"""

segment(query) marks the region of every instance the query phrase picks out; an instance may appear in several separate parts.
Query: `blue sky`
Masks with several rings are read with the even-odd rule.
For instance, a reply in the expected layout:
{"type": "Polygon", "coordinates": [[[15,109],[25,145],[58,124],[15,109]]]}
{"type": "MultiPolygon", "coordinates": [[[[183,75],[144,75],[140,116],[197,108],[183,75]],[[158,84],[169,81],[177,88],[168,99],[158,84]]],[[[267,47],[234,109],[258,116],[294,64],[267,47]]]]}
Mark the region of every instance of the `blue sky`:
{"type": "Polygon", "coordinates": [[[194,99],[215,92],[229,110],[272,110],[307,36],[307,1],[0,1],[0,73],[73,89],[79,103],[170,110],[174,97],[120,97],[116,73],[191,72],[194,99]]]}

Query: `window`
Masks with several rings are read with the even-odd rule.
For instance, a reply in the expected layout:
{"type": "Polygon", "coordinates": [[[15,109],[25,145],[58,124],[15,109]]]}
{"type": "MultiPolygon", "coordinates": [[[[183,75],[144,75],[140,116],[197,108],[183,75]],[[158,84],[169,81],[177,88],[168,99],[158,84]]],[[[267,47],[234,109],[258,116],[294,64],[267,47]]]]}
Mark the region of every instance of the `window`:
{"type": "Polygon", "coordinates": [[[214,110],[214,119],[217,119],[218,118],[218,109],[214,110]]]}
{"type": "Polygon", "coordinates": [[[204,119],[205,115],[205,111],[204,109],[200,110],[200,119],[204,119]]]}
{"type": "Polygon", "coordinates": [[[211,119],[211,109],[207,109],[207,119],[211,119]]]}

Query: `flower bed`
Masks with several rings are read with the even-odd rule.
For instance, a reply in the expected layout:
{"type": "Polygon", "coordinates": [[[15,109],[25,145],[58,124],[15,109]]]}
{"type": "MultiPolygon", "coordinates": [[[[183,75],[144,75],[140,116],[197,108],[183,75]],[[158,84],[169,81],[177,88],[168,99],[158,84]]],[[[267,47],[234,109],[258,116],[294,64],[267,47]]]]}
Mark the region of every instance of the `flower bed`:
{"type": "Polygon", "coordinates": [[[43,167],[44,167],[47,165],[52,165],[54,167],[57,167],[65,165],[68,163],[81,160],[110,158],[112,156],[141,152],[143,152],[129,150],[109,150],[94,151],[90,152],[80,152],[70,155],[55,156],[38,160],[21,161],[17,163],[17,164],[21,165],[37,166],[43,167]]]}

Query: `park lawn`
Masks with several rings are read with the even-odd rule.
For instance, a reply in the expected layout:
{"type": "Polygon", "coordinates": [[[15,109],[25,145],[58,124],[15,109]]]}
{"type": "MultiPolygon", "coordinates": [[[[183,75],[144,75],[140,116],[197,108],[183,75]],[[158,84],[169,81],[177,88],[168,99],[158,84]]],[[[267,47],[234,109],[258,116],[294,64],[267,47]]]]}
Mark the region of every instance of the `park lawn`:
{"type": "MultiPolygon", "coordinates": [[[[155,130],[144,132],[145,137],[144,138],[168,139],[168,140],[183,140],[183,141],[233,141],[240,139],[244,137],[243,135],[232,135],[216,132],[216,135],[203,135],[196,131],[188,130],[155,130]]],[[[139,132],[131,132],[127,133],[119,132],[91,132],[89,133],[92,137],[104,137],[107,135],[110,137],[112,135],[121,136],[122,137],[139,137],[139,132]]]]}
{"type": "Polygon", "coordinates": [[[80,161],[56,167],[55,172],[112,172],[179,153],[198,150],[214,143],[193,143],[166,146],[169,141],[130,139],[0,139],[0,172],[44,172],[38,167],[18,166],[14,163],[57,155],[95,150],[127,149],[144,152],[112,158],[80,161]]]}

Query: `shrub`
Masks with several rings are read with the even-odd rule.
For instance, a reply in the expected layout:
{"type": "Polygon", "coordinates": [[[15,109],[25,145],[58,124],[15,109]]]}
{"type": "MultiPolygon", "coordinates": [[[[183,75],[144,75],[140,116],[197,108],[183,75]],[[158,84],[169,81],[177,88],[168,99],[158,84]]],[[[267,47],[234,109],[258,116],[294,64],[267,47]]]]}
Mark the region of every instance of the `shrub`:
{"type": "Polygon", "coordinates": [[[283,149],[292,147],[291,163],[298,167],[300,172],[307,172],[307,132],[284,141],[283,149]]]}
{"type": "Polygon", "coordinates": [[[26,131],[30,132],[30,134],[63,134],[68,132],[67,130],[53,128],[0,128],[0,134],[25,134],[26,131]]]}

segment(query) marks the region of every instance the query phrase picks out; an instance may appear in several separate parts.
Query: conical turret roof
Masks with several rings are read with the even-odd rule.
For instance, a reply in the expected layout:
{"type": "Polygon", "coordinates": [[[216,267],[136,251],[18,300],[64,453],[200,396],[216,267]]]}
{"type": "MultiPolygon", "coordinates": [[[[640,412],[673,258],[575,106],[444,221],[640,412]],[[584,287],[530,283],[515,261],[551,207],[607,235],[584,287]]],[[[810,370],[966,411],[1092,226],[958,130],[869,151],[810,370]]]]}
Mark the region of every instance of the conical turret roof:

"""

> What the exercise asks: Collect every line of the data above that contains the word "region", and copy each such line in full.

> Result for this exercise:
segment(query) marks the region of every instance the query phrase picks out; an instance may appear in several separate parts.
Mark the region of every instance of the `blue sky`:
Mark the region of every instance of the `window`:
Mark the region of every instance of the `flower bed`:
Mark the region of every instance of the `park lawn`:
Mark the region of every instance of the `shrub`:
segment(query) marks the region of every instance the query phrase picks out; an instance may appear in several separate parts.
Mark the region of every instance of the conical turret roof:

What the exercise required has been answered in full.